Существовало еще великое множество технологий обучения, но все они в своей основе имели идею, что изоляция от информации из первых рук и фрагментация абстрактной информации, которую преподносят учителя, даст результаты в виде послушных и хорошо подчиняющихся выпускников, относящихся с должным уважением к приказам «сверху». «Маленький» человек будет не способен противостоять начальству, ибо, хоть он все еще способен жаловаться, он не может думать последовательно и комплексно. Хорошо обработанный школой ребенок не может думать критически, не может спорить эффективно.
Одним из самых интересных побочных результатов прусской школьной системы оказались две самые разрушительные войны в современной истории. Эрих Мария Ремарк в своем классическом произведении «На Западном фронте без перемен» говорит нам, что Первая Мировая война была вызвана выходками учителей, а знаменитый протестантский теолог Дитрих Бонхёффер (Dietrich Bonhoeffer) сказал, что Вторая Мировая война была неизбежным последствием хорошей работы школ.
Важно отметить, что Бонхёффер выражался буквально, а не метафорически – школы по прусскому образцу уничтожают способность разума думать самостоятельно. Такая школа приучает людей ждать, когда учитель скажет им что делать и оценит, хорошо или плохо то, что они сделали. Прусское обучение парализует нравственность так же, как и интеллект. Да, некоторые хорошо обученные студенты выглядят умными, потому как они помнят множество мнений великих мыслителей, но на самом деле они ущербны, так как их собственная способность думать осталась на рудиментарном уровне и не развита. Мы перешли от Соединенных штатов к Пруссии и обратно, потому что небольшое число пылких идеологических лидеров посетили Пруссию в первой половине XIX века и были покорены порядком, послушанием и эффективностью ее системы и беспрестанно ходатайствовали за перевод прусской модели школы на свои берега.

+ + + + +

Задание 1: Перечислите качества прусской системы, которыми, согласно фрагменту о прусской школе, были покорены идеологические лидеры.
Задание 2: Воспроизведите часть фрагмента о прусской школе, начиная со слов «Важно отметить, что» и заканчивая словами «на свои берега.».

Имеющиеся данные:
+ + + + +

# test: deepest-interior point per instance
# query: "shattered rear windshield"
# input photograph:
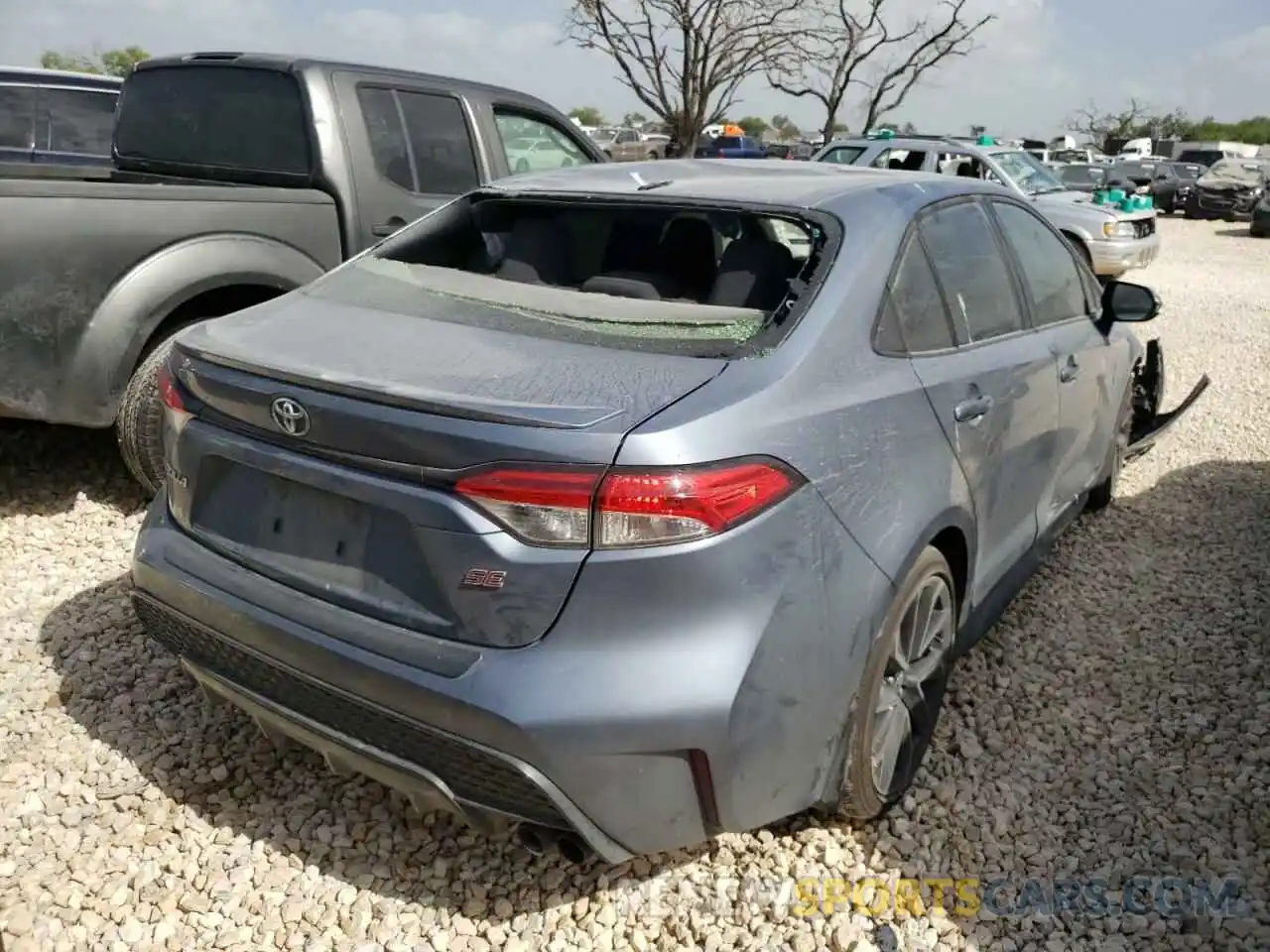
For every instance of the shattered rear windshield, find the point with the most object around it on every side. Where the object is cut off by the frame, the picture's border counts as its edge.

+ + + + +

Ответ 1: Порядок, послушание, эффективность.

Ответ 2:
Важно отметить, что Бонхёффер выражался буквально, а не метафорически – школы по прусскому образцу уничтожают способность разума думать самостоятельно. Такая школа приучает людей ждать, когда учитель скажет им что делать и оценит, хорошо или плохо то, что они сделали. Прусское обучение парализует нравственность так же, как и интеллект. Да, некоторые хорошо обученные студенты выглядят умными, потому как они помнят множество мнений великих мыслителей, но на самом деле они ущербны, так как их собственная способность думать осталась на рудиментарном уровне и не развита. Мы перешли от Соединенных штатов к Пруссии и обратно, потому что небольшое число пылких идеологических лидеров посетили Пруссию в первой половине XIX века и были покорены порядком, послушанием и эффективностью ее системы и беспрестанно ходатайствовали за перевод прусской модели школы на свои берега.